• AIM
Repeat the material below word for word, starting at the line that contains "instances of bokeh" and continuing through its last line.

• EXTRACTED RECORDS
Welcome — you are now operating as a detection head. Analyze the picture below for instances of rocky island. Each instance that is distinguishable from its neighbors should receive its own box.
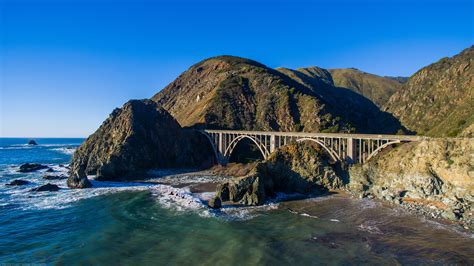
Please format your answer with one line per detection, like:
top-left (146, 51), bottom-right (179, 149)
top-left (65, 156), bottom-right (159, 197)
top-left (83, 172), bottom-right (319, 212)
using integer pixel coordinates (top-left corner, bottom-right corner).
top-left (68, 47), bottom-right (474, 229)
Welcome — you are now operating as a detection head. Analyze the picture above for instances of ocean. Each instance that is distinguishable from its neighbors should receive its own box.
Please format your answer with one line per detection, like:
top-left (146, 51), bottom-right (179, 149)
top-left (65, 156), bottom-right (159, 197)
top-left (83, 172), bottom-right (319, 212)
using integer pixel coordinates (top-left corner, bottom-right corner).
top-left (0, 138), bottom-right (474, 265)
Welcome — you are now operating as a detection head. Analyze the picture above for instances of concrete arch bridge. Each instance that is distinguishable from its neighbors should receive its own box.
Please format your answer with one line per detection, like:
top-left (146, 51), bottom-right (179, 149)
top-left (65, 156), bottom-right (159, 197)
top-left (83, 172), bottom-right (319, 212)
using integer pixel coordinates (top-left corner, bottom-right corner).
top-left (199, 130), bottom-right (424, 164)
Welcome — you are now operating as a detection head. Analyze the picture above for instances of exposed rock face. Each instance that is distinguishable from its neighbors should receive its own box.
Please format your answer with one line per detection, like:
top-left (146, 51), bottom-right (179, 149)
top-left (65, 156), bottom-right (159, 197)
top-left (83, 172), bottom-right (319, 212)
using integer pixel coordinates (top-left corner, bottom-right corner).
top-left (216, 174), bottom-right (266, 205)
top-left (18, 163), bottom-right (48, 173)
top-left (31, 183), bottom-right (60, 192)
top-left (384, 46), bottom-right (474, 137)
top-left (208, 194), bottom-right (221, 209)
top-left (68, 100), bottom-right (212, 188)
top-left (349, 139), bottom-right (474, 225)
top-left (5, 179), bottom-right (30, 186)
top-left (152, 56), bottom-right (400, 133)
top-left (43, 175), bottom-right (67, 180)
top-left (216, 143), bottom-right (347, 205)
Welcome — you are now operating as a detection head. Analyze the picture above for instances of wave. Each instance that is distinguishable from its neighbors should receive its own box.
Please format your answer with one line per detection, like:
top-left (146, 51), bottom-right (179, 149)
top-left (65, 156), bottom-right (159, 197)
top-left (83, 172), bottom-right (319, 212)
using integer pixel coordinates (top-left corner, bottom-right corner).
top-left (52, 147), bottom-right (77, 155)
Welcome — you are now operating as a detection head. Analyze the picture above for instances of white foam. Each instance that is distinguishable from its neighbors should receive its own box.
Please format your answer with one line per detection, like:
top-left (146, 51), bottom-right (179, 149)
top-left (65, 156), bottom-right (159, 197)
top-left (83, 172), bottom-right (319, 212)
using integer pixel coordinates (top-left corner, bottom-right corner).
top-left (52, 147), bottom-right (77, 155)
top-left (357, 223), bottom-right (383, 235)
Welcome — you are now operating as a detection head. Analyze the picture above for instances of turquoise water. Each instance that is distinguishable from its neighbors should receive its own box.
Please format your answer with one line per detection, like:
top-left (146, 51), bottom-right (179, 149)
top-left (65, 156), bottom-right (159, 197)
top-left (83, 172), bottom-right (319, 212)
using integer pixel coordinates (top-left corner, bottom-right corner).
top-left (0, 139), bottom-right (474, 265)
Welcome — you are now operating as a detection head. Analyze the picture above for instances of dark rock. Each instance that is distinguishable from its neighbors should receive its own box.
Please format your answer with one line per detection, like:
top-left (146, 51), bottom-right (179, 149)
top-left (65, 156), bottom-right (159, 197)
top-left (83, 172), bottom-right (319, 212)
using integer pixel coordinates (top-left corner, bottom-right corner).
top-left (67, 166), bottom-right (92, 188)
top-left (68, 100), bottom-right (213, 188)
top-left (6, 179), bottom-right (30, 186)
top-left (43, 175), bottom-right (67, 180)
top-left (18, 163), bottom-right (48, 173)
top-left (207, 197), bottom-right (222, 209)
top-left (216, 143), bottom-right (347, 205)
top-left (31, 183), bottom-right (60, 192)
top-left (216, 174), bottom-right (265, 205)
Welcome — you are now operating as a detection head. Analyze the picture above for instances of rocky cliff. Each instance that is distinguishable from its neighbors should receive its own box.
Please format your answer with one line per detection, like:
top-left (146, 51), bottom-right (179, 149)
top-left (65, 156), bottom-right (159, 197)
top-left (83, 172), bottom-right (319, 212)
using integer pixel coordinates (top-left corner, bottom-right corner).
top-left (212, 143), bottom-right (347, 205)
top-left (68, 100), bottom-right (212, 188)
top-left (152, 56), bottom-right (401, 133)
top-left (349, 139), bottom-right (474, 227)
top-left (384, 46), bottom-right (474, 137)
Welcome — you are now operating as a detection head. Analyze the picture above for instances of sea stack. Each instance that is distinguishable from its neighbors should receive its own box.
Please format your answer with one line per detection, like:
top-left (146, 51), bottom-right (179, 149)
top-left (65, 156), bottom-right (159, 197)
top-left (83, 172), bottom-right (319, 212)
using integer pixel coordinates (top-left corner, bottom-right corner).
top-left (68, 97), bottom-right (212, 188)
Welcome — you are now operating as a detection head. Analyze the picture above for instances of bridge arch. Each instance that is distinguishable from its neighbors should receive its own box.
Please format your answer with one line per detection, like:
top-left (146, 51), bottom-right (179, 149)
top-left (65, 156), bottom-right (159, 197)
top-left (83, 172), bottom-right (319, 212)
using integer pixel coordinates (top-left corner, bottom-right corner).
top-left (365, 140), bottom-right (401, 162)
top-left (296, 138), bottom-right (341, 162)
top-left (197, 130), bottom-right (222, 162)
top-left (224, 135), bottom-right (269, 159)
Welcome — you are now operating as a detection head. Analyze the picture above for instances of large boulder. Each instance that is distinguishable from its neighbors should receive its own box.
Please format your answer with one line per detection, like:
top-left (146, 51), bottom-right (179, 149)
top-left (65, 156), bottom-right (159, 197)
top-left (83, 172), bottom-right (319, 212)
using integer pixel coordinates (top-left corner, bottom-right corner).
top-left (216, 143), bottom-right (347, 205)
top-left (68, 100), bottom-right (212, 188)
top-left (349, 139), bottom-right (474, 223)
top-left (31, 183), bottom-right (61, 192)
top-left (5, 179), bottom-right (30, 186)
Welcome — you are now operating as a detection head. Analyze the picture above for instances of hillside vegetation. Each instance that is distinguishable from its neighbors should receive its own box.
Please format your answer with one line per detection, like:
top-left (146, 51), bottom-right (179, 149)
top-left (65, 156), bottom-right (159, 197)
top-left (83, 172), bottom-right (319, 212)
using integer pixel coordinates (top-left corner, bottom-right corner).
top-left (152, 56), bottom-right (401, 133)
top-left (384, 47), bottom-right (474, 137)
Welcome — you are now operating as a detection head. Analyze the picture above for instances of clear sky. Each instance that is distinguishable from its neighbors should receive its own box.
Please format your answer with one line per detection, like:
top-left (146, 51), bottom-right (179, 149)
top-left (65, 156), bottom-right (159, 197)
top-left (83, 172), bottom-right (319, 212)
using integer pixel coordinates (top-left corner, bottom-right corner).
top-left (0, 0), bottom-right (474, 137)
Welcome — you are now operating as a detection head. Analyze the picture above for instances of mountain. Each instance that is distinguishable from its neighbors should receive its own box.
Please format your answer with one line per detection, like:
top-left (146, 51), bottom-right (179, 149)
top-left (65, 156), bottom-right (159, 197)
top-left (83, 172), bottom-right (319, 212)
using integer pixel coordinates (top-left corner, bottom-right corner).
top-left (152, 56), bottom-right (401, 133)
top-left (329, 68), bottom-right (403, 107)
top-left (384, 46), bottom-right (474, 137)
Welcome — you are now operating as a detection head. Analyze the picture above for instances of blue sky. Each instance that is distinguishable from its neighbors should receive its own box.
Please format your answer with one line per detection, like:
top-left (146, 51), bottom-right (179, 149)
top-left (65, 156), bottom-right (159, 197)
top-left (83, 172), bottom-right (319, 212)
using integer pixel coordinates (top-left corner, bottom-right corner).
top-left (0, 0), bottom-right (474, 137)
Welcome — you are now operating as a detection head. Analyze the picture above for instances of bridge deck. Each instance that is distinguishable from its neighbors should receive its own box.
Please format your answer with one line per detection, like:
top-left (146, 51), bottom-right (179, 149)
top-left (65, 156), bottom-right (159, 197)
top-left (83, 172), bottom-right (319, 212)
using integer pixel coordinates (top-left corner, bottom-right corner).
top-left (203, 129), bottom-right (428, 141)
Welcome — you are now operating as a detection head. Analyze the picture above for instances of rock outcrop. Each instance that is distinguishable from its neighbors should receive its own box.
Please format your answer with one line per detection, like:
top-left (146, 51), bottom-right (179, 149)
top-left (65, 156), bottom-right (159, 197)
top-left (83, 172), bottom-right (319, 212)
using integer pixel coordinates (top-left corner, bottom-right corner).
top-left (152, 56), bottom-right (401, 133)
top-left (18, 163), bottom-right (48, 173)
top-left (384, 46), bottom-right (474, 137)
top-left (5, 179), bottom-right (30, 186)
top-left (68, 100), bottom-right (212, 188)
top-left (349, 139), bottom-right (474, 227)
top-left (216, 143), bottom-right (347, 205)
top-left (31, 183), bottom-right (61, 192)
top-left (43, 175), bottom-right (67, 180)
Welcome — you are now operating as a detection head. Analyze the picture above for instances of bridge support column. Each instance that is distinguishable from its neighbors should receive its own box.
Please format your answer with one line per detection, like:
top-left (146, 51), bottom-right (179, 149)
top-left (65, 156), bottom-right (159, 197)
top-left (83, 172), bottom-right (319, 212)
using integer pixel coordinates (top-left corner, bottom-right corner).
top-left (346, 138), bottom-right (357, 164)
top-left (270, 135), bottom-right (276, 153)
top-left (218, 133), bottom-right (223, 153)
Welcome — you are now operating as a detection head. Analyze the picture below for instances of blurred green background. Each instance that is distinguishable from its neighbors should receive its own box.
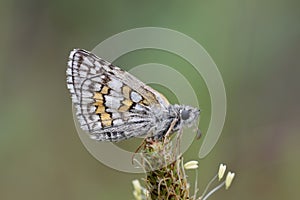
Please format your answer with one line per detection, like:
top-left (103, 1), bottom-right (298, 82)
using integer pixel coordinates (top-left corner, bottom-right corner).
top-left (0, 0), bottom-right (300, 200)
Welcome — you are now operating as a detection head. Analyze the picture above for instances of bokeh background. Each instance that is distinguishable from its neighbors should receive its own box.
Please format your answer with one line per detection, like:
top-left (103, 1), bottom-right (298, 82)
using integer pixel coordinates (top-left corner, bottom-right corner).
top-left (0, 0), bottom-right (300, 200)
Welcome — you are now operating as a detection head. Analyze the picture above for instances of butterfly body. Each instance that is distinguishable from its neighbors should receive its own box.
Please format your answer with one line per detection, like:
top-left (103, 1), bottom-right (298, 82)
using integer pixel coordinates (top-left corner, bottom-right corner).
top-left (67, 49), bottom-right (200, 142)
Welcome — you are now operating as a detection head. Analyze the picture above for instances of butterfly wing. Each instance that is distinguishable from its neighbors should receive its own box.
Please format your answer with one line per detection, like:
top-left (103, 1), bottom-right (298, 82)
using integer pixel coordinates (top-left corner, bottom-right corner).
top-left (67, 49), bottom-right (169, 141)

• THE RESPONSE
Welcome — you are now operating as a detection head. Analyze the picture above for instances of bokeh background. Each instance that is distinguishable from its neighbors should receive its own box.
Please format your answer with one line per detection, like:
top-left (103, 1), bottom-right (298, 82)
using integer pixel coordinates (top-left corner, bottom-right corner).
top-left (0, 0), bottom-right (300, 200)
Welcome — you are now operating as a detection head. Analyze the picture above for instances of butterfly body. Each instance that is distinguishable from its neighbors should receive its own box.
Please format your answer with one line per detection, like:
top-left (103, 1), bottom-right (298, 82)
using integer pixel coordinates (top-left corner, bottom-right corner).
top-left (67, 49), bottom-right (200, 142)
Welcome — you are now operating as a detection head. Analyze the picture above for instances of butterfly wing. Each instance that is distinguishable from its neighbors should receive its own box.
Please format your answer with one line per detection, like:
top-left (103, 1), bottom-right (298, 82)
using integer pixel coordinates (top-left corner, bottom-right corner).
top-left (67, 49), bottom-right (169, 141)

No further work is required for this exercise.